◆ Exercise goal ◆
Copy out the lines from the one containing "task | mark one point on each instance of the pool" through the end of the data entries, requests included. Multiply each x and y coordinate in the answers by 1.5 and round to whole numbers, with halves rounded up.

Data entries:
···
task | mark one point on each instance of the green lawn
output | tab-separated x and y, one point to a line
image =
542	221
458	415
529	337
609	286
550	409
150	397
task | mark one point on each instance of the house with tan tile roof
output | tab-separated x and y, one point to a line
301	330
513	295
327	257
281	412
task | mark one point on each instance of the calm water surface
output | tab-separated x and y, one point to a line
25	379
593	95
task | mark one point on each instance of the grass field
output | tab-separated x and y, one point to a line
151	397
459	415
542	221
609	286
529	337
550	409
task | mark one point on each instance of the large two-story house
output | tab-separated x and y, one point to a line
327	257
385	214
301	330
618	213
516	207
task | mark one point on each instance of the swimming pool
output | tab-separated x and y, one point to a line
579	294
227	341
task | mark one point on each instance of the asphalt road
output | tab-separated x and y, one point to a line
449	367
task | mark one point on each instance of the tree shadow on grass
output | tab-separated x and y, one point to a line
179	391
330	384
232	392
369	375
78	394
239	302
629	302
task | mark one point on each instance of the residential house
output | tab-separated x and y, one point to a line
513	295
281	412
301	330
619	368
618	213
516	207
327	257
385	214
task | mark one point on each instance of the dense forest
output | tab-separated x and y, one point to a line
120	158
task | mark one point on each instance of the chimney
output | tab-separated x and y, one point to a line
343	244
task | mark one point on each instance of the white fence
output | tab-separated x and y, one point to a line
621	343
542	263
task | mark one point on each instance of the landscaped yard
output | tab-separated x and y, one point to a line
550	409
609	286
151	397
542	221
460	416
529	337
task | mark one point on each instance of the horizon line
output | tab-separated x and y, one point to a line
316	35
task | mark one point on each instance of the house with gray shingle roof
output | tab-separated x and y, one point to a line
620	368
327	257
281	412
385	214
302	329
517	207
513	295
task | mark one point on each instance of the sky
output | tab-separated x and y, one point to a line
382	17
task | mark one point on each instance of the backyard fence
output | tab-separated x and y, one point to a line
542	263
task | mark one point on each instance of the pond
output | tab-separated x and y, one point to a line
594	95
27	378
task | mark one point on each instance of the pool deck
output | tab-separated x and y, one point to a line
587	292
···
◆ Written solution ◆
task | mark one point on each instance of the pool deck
output | tab-separated x and y, one point to a line
881	438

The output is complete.